Stated problem => Copy the material verbatim, from its first line through the line containing "137), (124, 137)]", with both of those lines included.

Data =>
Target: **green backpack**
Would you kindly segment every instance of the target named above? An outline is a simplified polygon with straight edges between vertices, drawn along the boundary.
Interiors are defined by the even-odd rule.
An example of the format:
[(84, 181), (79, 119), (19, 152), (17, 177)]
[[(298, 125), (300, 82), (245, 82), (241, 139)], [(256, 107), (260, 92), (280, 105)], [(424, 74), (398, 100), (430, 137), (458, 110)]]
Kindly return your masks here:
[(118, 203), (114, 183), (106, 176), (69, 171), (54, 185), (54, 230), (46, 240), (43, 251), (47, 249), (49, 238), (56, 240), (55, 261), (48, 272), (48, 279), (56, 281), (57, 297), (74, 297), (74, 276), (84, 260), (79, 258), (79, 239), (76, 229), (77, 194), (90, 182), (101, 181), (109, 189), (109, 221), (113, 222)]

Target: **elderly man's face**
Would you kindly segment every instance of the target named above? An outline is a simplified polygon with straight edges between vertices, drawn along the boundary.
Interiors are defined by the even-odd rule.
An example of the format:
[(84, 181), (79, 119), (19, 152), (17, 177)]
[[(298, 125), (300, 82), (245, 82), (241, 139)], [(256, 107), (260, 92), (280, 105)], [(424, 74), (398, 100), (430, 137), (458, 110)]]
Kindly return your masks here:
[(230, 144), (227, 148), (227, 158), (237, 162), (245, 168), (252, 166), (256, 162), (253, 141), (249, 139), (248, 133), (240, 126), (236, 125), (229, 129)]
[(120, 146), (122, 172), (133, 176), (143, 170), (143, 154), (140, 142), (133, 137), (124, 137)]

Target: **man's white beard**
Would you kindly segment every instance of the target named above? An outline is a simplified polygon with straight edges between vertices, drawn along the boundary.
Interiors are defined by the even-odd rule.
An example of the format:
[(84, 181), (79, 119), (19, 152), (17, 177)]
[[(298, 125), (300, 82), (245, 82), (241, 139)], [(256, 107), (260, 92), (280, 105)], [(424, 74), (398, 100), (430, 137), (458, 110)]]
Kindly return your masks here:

Task output =>
Target: **green backpack**
Would you kindly segment every instance of the target named above? An outline is a simplified polygon with straight edges between vertices, drawn along the boundary.
Interiors are defined by the even-odd rule.
An example of the format:
[(84, 181), (79, 119), (19, 152), (17, 177)]
[[(298, 125), (300, 82), (245, 82), (241, 139)], [(256, 107), (260, 92), (280, 105)], [(424, 74), (398, 100), (430, 137), (458, 110)]]
Kindly return your masks here:
[(118, 203), (114, 183), (106, 176), (69, 171), (54, 185), (54, 230), (46, 240), (43, 251), (47, 249), (49, 238), (56, 240), (55, 261), (48, 272), (48, 279), (56, 281), (57, 297), (74, 297), (74, 276), (84, 260), (79, 258), (79, 239), (76, 229), (77, 194), (90, 182), (101, 181), (109, 189), (109, 221), (113, 222)]

Target: **elderly man's face**
Would you kindly segment every instance of the target named above? An outline is a simplified polygon with straight edges between vertices, drawn along the boundary.
Interiors are defined by the even-odd rule.
An example of the format:
[(84, 181), (79, 119), (19, 152), (17, 177)]
[[(298, 125), (300, 82), (245, 82), (241, 139)], [(256, 107), (260, 92), (280, 105)], [(424, 74), (398, 100), (430, 137), (458, 110)]]
Kindly return your masks here:
[(230, 144), (227, 148), (227, 158), (237, 162), (245, 168), (252, 166), (256, 162), (253, 141), (249, 139), (248, 133), (240, 126), (236, 125), (229, 129)]
[(120, 146), (122, 172), (133, 176), (143, 170), (143, 154), (140, 142), (133, 137), (124, 137)]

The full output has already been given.